**BRIEF A:**
In the Cassandra disk access post, what kind of disk I/O does the writer say an sstable uses when it is created?

**PROVIDED PASSAGE:**
◆ ◆ ◆ ◆ ◆
You are viewing a plain text version of this content. The canonical link for it is here.

Posted to user@cassandra.apache.org by Nikolay Mihaylov <nm...@nmmm.nu> on 2013/08/07 09:57:09 UTC

cassandra disk access

Hi

I am researching various hash-tables and b-trees on disk.

while I researched, I has a thoughts about cassandra sstables that I want
to verify it here.

1. cassandra sstable uses sequential disk I/O when created. e.g. disk head
write it from the beginning to the end. Assuming the disk is not
fragmented, the sstable is placed on disk sectors one after the other.

2. when cassandra lookups a key in sstable (assuming bloom-filter and other
"stuff" failed, also assuming the key is located in this single sstable),
cassandra DO NOT USE sequential I/O. "She" probably will read the
hash-table slot or similar structure, then cassandra will do another disk
seek in order to get the value (and probably the key). Also probably there
will need another seek, if there is key collision there will need
additional seeks.

3. once the data (e.g. the row) is located, a sequential read for entire
row will occur. (Once again I assume there is single well compacted
sstable). Also if disk is not fragmented, the data will be placed on disk
sectors one after the other.

Am I wrong?

Nick.

Re: cassandra disk access

Posted by Aaron Morton <aa...@thelastpickle.com>.
◆ ◆ ◆ ◆ ◆
**BRIEF B:**
Lay out the entries from the line with "Locate dog's tail and produce bounding boxes." up to and including the line with "[434,319,467,347]" as a Markdown table with the columns No. and Entry line, numbering each row and skipping blank lines.

Source data
◆ ◆ ◆ ◆ ◆
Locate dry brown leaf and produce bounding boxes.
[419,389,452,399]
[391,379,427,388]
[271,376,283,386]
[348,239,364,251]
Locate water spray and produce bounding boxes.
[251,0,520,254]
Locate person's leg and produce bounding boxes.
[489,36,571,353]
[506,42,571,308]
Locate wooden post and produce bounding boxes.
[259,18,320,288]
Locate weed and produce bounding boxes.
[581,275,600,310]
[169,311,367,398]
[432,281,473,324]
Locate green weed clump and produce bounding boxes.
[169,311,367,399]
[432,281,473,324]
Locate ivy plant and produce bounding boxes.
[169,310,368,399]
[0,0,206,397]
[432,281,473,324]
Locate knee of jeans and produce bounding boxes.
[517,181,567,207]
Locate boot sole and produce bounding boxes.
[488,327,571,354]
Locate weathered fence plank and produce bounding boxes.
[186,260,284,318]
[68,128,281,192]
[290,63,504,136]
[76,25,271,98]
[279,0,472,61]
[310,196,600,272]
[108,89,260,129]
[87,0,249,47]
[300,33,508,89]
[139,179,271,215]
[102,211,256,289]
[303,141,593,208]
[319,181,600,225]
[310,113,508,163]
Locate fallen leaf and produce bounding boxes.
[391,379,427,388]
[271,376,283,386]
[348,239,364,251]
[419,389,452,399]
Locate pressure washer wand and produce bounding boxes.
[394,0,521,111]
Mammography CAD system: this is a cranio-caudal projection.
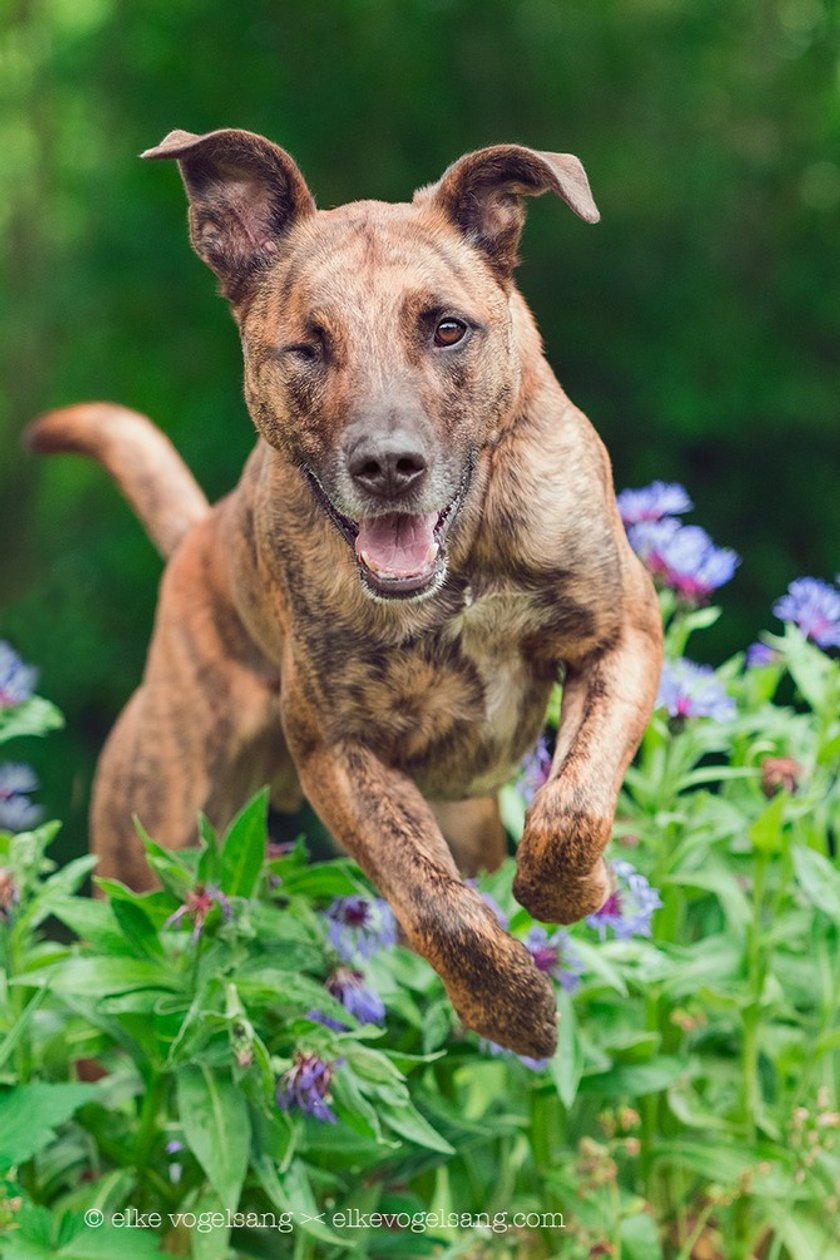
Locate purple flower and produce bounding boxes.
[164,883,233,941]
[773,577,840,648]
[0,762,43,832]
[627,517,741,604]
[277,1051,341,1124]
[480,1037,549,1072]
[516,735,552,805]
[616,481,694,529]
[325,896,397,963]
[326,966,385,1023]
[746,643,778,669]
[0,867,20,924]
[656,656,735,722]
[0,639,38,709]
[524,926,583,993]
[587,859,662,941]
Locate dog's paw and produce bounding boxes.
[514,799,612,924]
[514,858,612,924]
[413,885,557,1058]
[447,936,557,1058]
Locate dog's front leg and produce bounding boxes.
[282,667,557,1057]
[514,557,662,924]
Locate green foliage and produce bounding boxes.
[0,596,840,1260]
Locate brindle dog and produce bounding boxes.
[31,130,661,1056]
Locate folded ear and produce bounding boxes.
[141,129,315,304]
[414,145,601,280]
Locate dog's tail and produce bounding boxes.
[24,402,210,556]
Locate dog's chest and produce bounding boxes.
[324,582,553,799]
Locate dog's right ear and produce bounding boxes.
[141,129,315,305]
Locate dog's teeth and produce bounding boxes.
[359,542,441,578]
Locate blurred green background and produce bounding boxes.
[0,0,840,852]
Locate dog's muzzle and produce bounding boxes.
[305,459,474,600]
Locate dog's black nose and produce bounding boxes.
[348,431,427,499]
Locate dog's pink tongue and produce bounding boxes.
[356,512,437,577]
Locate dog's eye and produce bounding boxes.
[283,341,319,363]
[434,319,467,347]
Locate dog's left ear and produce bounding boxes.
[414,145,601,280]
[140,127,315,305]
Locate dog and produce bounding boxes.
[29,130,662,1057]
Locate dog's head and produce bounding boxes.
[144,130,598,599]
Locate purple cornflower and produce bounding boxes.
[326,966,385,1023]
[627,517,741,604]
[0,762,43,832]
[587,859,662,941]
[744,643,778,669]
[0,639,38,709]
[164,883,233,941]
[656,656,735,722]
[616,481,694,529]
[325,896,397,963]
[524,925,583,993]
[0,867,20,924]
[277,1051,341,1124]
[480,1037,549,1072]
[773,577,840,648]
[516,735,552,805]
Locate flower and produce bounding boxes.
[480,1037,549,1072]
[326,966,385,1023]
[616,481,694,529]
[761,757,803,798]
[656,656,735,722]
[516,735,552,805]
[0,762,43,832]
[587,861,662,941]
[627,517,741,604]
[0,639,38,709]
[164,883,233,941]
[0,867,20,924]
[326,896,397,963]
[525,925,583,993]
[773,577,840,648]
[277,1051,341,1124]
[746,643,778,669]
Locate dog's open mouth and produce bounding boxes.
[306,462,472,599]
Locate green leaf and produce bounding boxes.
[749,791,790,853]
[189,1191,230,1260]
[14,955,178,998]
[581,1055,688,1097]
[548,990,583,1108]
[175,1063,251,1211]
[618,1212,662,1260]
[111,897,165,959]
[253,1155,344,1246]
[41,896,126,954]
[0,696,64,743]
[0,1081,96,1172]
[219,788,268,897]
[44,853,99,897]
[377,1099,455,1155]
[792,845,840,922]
◆ ◆ ◆ ◆ ◆
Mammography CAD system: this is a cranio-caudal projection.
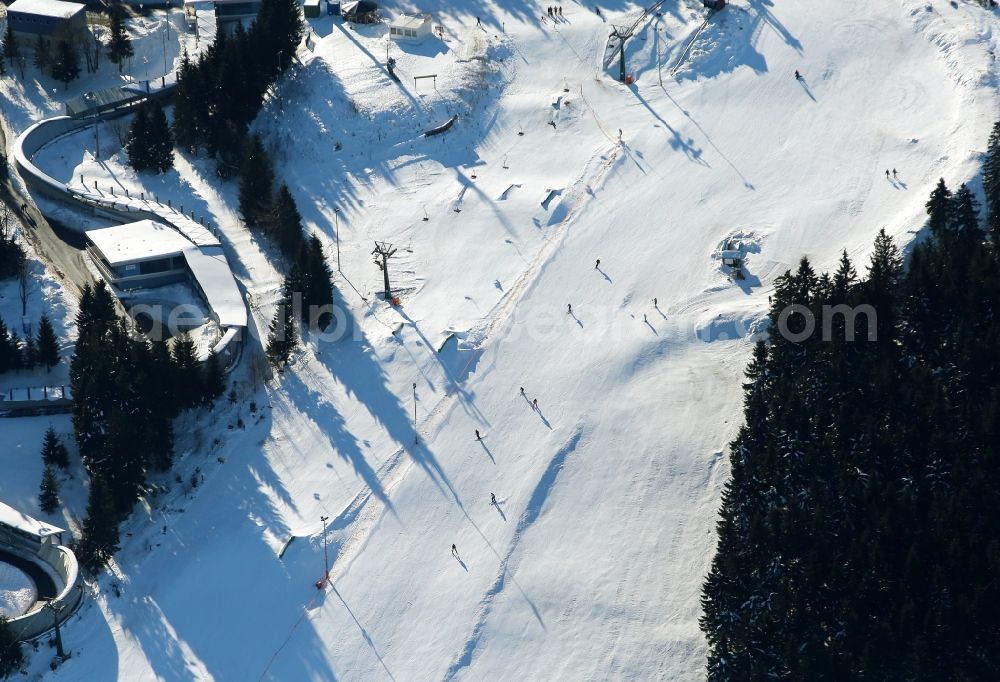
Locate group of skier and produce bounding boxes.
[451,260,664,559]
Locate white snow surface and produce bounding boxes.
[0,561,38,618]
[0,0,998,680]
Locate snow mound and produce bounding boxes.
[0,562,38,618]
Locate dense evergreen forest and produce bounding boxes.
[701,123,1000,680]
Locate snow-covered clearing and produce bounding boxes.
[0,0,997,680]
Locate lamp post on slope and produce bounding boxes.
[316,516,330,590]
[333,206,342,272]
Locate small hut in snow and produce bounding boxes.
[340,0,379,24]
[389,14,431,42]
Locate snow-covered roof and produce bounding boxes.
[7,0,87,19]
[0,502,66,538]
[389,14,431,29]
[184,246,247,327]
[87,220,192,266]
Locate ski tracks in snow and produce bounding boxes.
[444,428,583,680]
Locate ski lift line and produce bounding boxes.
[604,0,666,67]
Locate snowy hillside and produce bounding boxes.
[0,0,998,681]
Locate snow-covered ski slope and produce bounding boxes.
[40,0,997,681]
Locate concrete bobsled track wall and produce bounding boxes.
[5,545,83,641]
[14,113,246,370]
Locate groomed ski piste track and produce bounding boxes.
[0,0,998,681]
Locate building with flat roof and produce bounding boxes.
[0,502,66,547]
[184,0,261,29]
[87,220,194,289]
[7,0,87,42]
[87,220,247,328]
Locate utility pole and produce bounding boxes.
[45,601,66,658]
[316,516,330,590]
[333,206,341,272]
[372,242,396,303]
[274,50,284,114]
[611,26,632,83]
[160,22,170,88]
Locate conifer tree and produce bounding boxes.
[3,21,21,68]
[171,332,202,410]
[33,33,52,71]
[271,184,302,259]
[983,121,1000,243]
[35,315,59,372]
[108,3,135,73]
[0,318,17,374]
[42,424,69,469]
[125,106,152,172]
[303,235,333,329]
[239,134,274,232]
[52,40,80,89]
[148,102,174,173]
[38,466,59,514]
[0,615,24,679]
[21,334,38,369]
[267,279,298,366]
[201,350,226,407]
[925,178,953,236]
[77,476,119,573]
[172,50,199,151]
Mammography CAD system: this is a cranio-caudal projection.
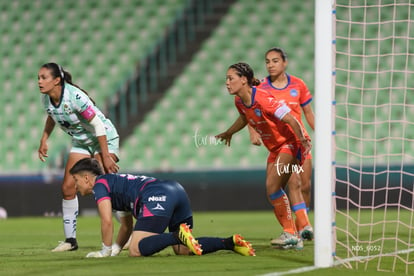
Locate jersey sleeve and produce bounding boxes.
◆ ◆ ◆ ◆ ◆
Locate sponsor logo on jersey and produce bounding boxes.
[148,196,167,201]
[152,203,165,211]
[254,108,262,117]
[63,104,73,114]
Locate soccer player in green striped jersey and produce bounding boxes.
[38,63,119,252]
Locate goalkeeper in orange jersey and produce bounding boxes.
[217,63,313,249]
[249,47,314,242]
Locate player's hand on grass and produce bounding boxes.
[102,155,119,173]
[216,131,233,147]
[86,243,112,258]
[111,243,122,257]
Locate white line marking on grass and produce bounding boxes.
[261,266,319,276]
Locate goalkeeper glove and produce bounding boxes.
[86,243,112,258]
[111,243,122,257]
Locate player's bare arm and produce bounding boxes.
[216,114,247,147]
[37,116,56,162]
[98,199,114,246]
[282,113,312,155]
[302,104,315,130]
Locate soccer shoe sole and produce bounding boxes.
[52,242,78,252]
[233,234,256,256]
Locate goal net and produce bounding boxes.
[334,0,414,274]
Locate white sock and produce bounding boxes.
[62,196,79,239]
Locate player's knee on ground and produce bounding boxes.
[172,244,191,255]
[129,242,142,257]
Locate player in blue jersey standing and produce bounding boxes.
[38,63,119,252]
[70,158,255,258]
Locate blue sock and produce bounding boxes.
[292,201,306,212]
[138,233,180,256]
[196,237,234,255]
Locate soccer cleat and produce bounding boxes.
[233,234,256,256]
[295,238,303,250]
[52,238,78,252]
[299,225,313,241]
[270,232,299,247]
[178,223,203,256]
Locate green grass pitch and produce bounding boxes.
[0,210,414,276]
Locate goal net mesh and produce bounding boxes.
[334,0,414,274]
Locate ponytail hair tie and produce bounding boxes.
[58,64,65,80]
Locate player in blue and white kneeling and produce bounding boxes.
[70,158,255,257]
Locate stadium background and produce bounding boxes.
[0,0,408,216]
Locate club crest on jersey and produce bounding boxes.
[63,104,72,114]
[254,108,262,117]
◆ ◆ ◆ ◆ ◆
**TASK OUTPUT A:**
Sequential disk I/O.

**TASK OUTPUT B:**
| No. | Entry line |
|---|---|
| 1 | Locate dog's tail and produce bounding boxes. |
| 2 | [24,402,210,556] |
| 3 | Locate dog's chest and produce bounding boxes. |
| 4 | [324,582,553,799] |
| 5 | Locate dog's right ear and produce bounding boxes. |
| 6 | [141,129,315,305] |
| 7 | Locate dog's teeth and produce bounding boxes. |
| 8 | [359,542,441,578] |
| 9 | Locate blurred green background and produce bounding boxes. |
| 10 | [0,0,840,852] |
| 11 | Locate dog's muzzle and produce bounding boxes. |
| 12 | [305,459,474,600] |
| 13 | Locate dog's black nose and produce bounding boxes. |
| 14 | [348,431,427,499] |
| 15 | Locate dog's pink tongue and produce bounding boxes. |
| 16 | [356,512,437,577] |
| 17 | Locate dog's eye and produce bounding boxes. |
| 18 | [283,341,319,363] |
| 19 | [434,319,467,347] |